▶ 課題の内容
1 – DX化のメリットの文章では、BCP対策とは何を指すと説明されていますか？
2 – DX化のメリットの文章から、「また、工数や人員の削減も可能となるためコスト対策にもつながるポイントです。」以降「労働環境改善につながります。」までの部分を一字一句変えずに返してもらえますか？
3 – DX化のメリットの文章の最後の文に続けて、その先を書き足してもらえますか？

▶ 対象の文章
↓↓↓

また、工数や人員の削減も可能となるためコスト対策にもつながるポイントです。
DX化のメリット
働き方改革が実現する
DX化を進める流れに伴い、一部の業務が自動化することになります。コラボレーションツールや社内イントラネット、プロジェクト管理ツールなど、自動的に業務を行える環境を整えることで、テレワークの導入や定時退社がしやすくなり従業員の労働環境改善につながります。
新規事業・新サービスの開発
DX化を実現させれば、新たな事業の創出やサービスの開発がスムーズに進みます。身近な話題として、無人コンビニにおけるAIカメラを用いた運用はDX化実現を果たした実例として挙げられます。
BCP対策になる
BCP対策とは、災害などの緊急事態に事業を継続するための計画を指します。例えば新型コロナウイルスが流行し始めた際、DXを導入した企業は業務がデジタル化していたおかげでスムーズにリモートワークへ移行するなど柔軟な対応がしやすくなりました。

↑↑↑

領域指示データ
↓↓↓

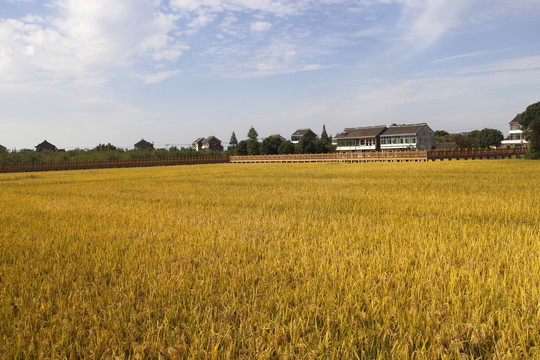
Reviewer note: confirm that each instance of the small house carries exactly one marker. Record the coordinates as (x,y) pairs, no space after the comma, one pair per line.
(360,138)
(45,145)
(197,144)
(144,145)
(212,143)
(303,134)
(515,135)
(408,137)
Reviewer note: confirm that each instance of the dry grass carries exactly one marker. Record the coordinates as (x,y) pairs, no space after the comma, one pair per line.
(415,260)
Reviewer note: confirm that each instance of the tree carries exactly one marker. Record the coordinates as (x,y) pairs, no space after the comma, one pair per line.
(463,141)
(530,122)
(270,145)
(486,138)
(241,148)
(253,147)
(233,142)
(286,147)
(252,134)
(324,136)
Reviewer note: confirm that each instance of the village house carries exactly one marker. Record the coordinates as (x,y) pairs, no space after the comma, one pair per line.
(197,144)
(144,145)
(212,143)
(45,145)
(360,138)
(515,137)
(408,137)
(303,134)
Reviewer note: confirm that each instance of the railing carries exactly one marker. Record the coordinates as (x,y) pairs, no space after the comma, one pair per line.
(80,165)
(405,155)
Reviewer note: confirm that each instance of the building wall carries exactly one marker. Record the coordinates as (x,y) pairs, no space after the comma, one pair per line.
(426,139)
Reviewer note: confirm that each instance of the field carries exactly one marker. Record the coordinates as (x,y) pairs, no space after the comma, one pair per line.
(382,260)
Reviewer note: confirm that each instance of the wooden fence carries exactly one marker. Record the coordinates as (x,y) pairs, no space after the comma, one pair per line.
(5,168)
(350,157)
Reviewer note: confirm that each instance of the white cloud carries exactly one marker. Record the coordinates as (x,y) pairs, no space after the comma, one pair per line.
(260,26)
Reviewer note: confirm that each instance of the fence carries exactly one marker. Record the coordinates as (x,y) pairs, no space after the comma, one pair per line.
(5,168)
(407,155)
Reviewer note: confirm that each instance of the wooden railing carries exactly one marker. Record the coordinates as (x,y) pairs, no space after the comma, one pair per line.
(406,155)
(79,165)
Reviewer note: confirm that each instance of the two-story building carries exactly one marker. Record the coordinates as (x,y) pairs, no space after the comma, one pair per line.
(303,134)
(360,139)
(408,137)
(515,135)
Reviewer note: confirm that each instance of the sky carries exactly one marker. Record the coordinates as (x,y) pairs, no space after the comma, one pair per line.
(79,73)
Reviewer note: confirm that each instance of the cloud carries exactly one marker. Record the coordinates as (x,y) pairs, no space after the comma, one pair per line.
(260,26)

↑↑↑

▶ 解答
1 – 災害などの緊急事態に事業を継続するための計画です。

2 –
また、工数や人員の削減も可能となるためコスト対策にもつながるポイントです。
DX化のメリット
働き方改革が実現する
DX化を進める流れに伴い、一部の業務が自動化することになります。コラボレーションツールや社内イントラネット、プロジェクト管理ツールなど、自動的に業務を行える環境を整えることで、テレワークの導入や定時退社がしやすくなり従業員の労働環境改善につながります。

3 –
「レガシーシステム」からの脱却
「レガシーシステム」と化した基盤システムを抱えている企業も、DX化で既存のシステムを刷新することでその現状から脱却することができます。
他企業に対する優位性の担保になる
「2025年の崖」の影響もあり注目度が高まっているDX化ですが、未だ取り組みが進んでいない企業は多いのが現状です。そのような中で積極的にDX化推進に取り組み、成功させれば他企業と決定的な差を付けることができます。
上記のように様々なメリットを得られるDX化ですが、いずれにしても企業における競争優位性を高めることがDX化の目的であり利点でもあります。もちろん新たな仕組みの導入に投資することも大切ですが、まずは既存のシステムを理解したうえでいかに効率化を進めるかを考えつつDX化を進めていかなければ競争優位性の担保に繋げることはできないでしょう。
DX化に伴う課題
DX化を進める人材がいない
DX化を進めるには、デジタル技術やIT知識に精通した人材の確保が必要です。社内にDX化を任せることのできる人材がいない場合、外部への委託を検討した方が良いでしょう。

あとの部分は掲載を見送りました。